[Extracted items]

↓↓↓

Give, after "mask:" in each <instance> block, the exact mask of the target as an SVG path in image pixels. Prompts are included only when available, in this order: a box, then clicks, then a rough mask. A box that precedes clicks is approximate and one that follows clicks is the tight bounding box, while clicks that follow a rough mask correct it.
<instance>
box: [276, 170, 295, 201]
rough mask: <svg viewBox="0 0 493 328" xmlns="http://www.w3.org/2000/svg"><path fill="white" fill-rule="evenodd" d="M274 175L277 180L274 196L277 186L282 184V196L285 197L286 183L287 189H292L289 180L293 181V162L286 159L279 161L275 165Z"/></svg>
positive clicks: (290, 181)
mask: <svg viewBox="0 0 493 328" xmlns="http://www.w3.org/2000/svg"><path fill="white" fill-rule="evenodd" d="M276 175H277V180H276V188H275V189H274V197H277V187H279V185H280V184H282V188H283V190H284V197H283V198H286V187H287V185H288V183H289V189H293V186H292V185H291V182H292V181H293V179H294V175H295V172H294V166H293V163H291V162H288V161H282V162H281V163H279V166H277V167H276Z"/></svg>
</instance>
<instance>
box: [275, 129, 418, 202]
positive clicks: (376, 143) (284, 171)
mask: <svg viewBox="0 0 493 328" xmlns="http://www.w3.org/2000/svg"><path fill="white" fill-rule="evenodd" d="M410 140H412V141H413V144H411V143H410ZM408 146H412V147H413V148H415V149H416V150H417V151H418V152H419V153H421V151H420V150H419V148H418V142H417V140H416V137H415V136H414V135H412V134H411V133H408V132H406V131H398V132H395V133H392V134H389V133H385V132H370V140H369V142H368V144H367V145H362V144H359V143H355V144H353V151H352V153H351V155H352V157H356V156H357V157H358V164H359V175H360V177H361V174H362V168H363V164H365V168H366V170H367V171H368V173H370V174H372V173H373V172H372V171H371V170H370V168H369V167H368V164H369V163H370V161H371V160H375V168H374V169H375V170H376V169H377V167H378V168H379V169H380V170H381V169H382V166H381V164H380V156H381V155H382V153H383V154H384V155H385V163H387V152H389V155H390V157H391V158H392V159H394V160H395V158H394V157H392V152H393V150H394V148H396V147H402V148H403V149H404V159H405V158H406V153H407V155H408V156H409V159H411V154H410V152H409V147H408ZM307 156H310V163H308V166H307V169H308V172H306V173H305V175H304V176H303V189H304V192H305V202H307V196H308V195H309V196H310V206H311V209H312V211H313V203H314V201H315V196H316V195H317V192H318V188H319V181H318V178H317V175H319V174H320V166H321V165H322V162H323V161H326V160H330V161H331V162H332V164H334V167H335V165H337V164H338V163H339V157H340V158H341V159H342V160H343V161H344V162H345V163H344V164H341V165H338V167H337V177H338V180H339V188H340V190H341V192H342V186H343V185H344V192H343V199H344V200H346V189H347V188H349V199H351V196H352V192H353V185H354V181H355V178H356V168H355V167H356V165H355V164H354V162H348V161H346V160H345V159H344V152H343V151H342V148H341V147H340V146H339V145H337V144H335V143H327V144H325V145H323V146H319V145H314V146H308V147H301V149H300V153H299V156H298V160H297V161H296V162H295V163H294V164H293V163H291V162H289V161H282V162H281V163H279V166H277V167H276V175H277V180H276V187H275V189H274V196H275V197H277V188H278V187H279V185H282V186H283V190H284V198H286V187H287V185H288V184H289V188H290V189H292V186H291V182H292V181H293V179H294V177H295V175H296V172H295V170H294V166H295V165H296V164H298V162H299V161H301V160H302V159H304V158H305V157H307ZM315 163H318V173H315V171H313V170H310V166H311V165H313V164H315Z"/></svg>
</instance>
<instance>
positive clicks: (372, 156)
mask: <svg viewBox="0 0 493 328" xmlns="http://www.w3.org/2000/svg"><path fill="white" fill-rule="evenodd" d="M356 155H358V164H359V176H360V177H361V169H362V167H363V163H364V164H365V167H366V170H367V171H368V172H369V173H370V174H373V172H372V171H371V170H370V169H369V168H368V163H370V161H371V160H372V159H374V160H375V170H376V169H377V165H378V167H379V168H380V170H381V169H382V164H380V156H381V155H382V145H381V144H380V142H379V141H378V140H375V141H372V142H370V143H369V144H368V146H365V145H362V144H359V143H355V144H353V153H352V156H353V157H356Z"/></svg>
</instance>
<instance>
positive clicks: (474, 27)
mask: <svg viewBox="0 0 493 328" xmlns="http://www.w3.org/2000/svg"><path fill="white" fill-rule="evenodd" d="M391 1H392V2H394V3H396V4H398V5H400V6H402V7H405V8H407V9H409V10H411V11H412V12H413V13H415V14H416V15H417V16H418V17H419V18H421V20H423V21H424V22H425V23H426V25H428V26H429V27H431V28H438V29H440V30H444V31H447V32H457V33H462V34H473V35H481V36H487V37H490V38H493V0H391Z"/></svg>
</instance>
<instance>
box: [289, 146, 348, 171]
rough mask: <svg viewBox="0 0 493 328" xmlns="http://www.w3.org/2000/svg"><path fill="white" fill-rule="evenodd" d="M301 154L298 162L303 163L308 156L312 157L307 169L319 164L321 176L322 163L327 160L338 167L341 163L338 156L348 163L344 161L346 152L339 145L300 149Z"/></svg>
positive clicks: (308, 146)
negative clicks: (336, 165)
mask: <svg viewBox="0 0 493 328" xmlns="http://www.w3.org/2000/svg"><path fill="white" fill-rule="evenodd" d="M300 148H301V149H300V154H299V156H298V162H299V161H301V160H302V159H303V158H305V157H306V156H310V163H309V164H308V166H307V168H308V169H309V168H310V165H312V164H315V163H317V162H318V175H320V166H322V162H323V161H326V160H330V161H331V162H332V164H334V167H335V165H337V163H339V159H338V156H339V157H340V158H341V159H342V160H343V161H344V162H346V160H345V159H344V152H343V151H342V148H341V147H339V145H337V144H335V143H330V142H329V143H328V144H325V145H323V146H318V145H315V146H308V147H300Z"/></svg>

↑↑↑

To-do item: Pull out each line of the items that includes the string "positive". Treat uppercase and lowercase as different when matching.

Task output:
positive clicks: (290, 181)
positive clicks: (376, 143) (284, 171)
positive clicks: (372, 156)
positive clicks: (474, 27)
positive clicks: (308, 146)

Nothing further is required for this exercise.